◆ What this task involves ◆
Filter the entries below and copy every line that contains the word "jersey".
* Begin Information shown *
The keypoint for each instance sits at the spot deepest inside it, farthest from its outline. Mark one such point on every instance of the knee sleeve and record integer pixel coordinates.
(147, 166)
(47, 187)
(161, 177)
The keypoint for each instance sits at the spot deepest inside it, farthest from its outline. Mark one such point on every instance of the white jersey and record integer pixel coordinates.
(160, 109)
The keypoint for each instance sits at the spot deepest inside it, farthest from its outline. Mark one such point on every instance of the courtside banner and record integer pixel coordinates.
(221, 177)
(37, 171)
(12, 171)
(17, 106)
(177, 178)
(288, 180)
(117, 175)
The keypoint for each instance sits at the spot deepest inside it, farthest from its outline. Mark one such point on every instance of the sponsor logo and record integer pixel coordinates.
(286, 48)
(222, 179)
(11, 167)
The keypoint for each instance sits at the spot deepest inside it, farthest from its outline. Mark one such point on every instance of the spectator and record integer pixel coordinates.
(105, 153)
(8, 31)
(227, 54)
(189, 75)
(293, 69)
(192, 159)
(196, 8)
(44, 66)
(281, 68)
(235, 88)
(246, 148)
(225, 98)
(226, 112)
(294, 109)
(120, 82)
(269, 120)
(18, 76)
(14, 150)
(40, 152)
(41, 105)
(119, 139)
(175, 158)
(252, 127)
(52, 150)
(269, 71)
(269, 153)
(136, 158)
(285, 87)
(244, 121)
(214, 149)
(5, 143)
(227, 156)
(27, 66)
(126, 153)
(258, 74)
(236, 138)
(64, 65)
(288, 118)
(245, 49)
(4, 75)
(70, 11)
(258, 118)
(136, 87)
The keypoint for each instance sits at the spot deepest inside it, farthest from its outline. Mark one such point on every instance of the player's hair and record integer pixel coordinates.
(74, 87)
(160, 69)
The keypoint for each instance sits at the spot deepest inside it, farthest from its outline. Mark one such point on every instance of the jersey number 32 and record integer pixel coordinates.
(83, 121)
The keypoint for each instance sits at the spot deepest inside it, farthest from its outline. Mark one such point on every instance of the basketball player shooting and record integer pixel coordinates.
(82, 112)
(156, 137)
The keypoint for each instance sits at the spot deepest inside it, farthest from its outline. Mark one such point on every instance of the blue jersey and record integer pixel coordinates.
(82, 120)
* End Information shown *
* Begin Information shown *
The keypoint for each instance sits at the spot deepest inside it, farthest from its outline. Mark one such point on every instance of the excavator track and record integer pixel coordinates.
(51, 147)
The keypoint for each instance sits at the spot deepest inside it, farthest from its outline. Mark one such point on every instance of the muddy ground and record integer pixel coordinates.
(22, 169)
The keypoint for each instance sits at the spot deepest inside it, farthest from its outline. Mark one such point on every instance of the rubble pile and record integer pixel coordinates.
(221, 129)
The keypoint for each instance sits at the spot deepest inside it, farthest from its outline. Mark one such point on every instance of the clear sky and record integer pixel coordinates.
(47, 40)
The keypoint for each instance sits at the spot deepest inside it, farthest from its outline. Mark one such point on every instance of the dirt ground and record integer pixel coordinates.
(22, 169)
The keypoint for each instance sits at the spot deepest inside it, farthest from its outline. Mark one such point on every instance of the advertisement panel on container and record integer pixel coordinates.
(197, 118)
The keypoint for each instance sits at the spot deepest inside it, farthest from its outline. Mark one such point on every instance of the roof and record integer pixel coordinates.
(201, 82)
* End Information shown *
* Begin Information shown *
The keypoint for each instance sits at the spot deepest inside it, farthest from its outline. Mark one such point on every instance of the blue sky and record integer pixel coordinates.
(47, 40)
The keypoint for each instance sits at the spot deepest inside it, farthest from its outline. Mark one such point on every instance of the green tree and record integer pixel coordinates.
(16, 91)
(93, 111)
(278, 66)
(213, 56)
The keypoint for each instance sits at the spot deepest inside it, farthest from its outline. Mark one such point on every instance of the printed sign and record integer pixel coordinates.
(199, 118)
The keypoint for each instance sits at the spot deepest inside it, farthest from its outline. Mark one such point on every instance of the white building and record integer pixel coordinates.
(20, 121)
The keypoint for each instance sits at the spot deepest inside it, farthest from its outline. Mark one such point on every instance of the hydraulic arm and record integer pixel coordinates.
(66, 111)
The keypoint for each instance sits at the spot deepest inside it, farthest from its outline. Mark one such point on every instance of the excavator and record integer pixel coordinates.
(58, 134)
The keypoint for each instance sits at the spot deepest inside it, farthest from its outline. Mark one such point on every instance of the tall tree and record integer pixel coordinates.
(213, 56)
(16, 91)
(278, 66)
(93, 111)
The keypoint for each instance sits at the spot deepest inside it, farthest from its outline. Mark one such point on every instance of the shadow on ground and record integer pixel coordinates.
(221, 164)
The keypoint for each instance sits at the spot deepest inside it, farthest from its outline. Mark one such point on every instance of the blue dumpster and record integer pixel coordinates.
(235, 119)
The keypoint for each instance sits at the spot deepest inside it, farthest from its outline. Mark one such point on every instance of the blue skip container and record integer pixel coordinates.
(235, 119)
* End Information shown *
◆ Correct answer ◆
The keypoint for each instance sits at the spot deepest inside it, farthest from its outline. Mark one such point on every instance of the white jersey and record integer pixel coordinates.
The keypoint for each instance sits at the spot deepest inside it, farthest from its outline. Mark one such point on every instance of the jersey number 32 and record integer pixel coordinates.
The keypoint for each instance sits at the spot deepest inside it, farthest from its outline. Mark one such point on every instance of the blue jersey and record integer pixel coordinates.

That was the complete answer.